(Labeled-object pointing entries)
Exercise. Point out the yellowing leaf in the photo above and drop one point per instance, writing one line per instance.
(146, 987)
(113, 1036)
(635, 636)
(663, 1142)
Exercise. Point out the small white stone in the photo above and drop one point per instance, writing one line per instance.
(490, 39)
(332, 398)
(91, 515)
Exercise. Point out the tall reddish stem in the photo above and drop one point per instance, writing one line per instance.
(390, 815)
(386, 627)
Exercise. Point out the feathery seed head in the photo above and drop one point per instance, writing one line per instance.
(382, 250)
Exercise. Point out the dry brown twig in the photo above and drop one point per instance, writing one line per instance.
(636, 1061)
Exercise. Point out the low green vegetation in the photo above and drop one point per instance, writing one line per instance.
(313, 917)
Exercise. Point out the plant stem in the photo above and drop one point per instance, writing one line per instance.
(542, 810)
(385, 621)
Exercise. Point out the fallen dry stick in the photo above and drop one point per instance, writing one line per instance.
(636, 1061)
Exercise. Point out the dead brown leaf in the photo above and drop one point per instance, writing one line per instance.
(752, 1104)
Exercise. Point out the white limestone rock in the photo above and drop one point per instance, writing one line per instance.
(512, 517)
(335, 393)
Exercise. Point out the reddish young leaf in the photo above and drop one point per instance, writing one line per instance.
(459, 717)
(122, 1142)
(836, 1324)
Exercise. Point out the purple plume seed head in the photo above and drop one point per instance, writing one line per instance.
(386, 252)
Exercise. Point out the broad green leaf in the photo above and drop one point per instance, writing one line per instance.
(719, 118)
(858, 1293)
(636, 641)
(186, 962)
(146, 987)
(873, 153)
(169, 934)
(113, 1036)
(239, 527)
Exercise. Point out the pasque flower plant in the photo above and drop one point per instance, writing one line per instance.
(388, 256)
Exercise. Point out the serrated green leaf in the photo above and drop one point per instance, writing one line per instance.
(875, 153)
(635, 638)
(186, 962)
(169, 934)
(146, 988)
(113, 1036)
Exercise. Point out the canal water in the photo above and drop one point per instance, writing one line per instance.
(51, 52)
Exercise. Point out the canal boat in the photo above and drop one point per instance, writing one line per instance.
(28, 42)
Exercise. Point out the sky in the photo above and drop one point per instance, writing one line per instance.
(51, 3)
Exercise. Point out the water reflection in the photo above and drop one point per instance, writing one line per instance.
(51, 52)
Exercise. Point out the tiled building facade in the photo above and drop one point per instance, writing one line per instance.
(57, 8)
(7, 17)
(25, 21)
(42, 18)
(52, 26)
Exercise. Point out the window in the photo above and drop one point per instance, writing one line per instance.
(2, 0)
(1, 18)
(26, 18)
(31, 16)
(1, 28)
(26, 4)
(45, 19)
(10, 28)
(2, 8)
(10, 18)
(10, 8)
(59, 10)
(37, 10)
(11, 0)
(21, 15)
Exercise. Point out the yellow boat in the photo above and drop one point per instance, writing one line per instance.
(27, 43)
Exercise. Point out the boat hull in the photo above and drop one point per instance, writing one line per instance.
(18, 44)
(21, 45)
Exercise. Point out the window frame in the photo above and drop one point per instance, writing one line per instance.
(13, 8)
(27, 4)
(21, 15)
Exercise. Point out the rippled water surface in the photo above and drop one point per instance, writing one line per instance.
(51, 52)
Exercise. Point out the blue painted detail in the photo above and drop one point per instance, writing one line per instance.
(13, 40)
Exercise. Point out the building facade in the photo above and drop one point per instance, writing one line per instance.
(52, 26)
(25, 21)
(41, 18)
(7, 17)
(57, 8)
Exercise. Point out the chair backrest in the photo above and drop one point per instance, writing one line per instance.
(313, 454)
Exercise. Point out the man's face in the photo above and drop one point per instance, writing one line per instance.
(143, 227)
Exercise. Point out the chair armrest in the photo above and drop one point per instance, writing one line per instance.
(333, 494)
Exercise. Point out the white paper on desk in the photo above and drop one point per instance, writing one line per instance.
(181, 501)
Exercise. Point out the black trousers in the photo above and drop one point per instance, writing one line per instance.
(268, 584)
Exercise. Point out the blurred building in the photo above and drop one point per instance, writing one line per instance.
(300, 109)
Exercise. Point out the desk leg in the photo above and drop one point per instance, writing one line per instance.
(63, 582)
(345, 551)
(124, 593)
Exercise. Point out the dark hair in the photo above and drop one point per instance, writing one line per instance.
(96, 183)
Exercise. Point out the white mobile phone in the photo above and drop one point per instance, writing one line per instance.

PROBLEM REQUIREMENTS: Copy exactly the lines from the one containing "Exercise. Point out the black" through the last line of the records, both included, and nothing else.

FINISHED ANSWER:
Exercise. Point out the black trousers in the photo above and drop one point per instance, writing one line per instance.
(268, 584)
Exercise. Point out the blurred building in the photo above and drop one point per instance, writing one line per instance.
(300, 109)
Exercise. Point out the desk leg in the photo above and drop one point per instance, writing one line per instance.
(63, 582)
(345, 551)
(124, 593)
Exercise. Point out the dark hair in the photo above and drop one point per instance, writing one line per instance.
(96, 183)
Exercise. Point out the white mobile phone in the photo above and drop one point per instance, writing one line per instance.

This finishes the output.